Industry Perspective

Issues faced and possible solutions

The Indian dredging market is serviced by both domestic and foreign players. Some of the major players are the Dredging Corporation of India (DCI), Adani Ports and Special Economic Zone Limited (APSEZL), Mercator Limited, Jan De Nul Dredging and Dharti Dredging and Infrastructure Limited. These companies procure and charter a diverse fleet of vessels and other auxiliary equipment to undertake dredging operations.

The dredging industry has received increased government attention in the past two-three years. Several initiatives are being taken to promote growth, and these have led to an increase in the demand for dredging. In the coming years, immense opportunities will arise from the increasing seaborne trade, government impetus through initiatives such as the Sagarmala programme and the Jal Vikas Marg Project (JMVP), and desilting of reservoirs, lakes and waterbodies.

DCI perspective

Incorporated in March 1976, DCI’s main objective is to cater to the dredging requirements of the major ports. In December 2018, four major ports – the Visakhapatnam Port Trust (VPT), the Jawaharlal Nehru Port Trust (JNPT), the Deendayal Port Trust (DPT) and the Paradip Port Trust (PPT) – signed an MoU among themselves to acquire a 73.44 per cent stake in DCI. As per the MoU, VPT acquired a 19.44 per cent stake, while JNPT, DPT and PPT acquired the remaining 54 per cent stake (18 per cent each).

Apart from the traditional areas of capital and maintenance dredging, DCI’s portfolio of services also includes inland/shallow water dredging, land reclamation, beach nourishment, project management consultancy (PMC) services, sand mining and marine construction.

To be done:
1. Name the four major ports that, according to the dredging industry text, signed an MoU to acquire a stake in DCI.
2. Rewrite the part of the dredging industry text that begins at the words "The dredging industry" and stops after "reservoirs, lakes and waterbodies.", changing "seaborne trade" to "maritime trade".
The lines placed after this point are separate material, not part of the dredging industry text.

Information shown:

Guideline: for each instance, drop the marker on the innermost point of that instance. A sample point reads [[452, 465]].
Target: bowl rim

Solved tasks:
1.
- Visakhapatnam Port Trust (VPT)
- Jawaharlal Nehru Port Trust (JNPT)
- Deendayal Port Trust (DPT)
- Paradip Port Trust (PPT)

2.
The dredging industry has received increased government attention in the past two-three years. Several initiatives are being taken to promote growth, and these have led to an increase in the demand for dredging. In the coming years, immense opportunities will arise from the increasing maritime trade, government impetus through initiatives such as the Sagarmala programme and the Jal Vikas Marg Project (JMVP), and desilting of reservoirs, lakes and waterbodies.